### Problem details:
Please rewrite the stretch of the listing from the line containing "The client would like the dark" through the end of the listing, keeping each request line as it is. Shift every bounding-box coordinate by adding -104 to it.

[Records in a dataset]
= = = = = = =

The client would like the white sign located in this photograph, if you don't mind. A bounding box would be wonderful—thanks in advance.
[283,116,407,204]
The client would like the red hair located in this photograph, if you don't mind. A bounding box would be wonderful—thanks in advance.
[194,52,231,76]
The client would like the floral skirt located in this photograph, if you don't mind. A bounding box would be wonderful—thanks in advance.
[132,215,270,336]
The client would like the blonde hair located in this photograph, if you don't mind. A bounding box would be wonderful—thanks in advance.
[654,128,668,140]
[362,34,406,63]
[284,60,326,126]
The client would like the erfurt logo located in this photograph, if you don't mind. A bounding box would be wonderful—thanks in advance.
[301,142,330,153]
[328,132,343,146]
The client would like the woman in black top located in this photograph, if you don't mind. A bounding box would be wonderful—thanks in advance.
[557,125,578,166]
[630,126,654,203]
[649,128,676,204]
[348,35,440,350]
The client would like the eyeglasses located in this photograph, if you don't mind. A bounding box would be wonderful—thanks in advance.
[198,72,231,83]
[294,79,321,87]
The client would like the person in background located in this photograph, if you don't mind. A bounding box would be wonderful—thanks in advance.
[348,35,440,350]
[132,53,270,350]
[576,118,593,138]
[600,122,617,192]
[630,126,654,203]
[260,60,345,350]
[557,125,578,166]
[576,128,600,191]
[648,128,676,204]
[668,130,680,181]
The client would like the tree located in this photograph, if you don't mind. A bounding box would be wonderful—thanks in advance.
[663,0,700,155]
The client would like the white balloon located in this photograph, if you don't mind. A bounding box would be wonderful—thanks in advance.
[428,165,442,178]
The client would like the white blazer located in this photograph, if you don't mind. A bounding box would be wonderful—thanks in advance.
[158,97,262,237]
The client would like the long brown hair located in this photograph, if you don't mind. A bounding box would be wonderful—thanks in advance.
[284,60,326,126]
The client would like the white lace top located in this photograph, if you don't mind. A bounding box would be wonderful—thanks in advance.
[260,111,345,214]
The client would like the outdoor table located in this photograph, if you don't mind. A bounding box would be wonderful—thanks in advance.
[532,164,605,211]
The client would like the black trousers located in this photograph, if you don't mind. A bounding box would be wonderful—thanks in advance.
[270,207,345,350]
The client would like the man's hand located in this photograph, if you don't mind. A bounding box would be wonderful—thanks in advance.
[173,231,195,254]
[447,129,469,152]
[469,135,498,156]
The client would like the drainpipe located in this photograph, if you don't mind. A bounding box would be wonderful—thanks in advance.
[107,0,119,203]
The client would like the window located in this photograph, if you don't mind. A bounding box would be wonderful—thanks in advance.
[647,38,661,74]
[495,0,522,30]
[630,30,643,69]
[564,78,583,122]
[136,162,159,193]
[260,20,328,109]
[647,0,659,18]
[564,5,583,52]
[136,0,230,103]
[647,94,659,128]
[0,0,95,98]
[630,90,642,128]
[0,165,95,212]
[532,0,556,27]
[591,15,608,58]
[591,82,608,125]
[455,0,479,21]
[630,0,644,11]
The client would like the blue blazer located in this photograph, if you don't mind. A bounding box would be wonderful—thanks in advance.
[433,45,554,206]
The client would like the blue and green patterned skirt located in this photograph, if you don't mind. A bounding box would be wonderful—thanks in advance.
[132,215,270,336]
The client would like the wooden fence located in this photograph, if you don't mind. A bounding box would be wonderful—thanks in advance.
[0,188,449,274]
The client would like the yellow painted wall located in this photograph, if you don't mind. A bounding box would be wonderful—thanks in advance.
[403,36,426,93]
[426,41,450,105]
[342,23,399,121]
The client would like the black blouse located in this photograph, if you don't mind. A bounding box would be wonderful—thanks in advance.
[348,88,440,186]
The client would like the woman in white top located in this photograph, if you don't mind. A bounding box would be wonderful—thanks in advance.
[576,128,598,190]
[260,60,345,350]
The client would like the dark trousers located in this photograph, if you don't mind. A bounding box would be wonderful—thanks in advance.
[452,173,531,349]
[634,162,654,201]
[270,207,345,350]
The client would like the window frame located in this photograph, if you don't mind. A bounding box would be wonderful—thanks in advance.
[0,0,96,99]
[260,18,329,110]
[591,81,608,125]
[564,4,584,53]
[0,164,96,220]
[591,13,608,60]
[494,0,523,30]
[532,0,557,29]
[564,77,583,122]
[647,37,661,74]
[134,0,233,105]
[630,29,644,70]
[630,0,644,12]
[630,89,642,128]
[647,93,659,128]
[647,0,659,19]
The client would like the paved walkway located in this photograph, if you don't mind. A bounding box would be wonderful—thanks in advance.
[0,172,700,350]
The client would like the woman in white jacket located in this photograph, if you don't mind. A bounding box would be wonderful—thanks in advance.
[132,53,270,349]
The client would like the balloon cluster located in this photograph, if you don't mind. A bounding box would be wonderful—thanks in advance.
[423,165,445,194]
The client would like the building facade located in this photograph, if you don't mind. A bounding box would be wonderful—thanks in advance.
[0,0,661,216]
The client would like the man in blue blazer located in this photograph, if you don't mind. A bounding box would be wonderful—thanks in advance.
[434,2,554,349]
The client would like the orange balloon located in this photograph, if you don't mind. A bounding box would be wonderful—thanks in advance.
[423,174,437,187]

= = = = = = =

### Solution for this exercise:
The client would like the dark trousers located in this photograph, if you don't mind. A bounding box would be wonderful—thanks in advance.
[348,69,427,245]
[530,58,550,97]
[166,103,241,246]
The client would like the window frame located in this photograph, if you don't mind. A bounding box would be wonderful—thanks in advance.
[-104,-104,-8,-5]
[156,-86,225,6]
[487,-23,504,21]
[460,-100,480,-51]
[-104,60,-8,116]
[487,-91,504,-44]
[390,-104,419,-74]
[428,-104,453,-75]
[460,-27,479,18]
[543,-67,557,-30]
[30,-104,129,1]
[526,-75,540,-34]
[526,-104,540,-92]
[526,-15,538,24]
[543,-11,555,24]
[543,-104,555,-85]
The client would like the paved walkway located in this photograph, if you don't mind. A bounding box would be wonderful—thanks in advance.
[-104,68,596,246]
The client would like the woman in white jacket located in this photograph, if you don't mind. A bounding box would be wonderful—thanks in advance.
[28,-51,166,245]
The client would like the balloon cluster located in this photograph, if you don't mind. A bounding box would be wonderful—thanks in advance.
[319,61,341,90]
The client would like the building facade located in this photograph, if you don't mind. A bounding box would be wonderful—thanks in advance.
[-104,-104,557,112]
The client would like the man in blue blazer located in this photograph, if you don't mind. A bounding box would be wonderful—thanks in advance.
[330,-102,450,245]
The client would like the orange balloon located in this photograph, if you don't mind. A bounding box would be wonderful—thanks in advance.
[319,70,333,83]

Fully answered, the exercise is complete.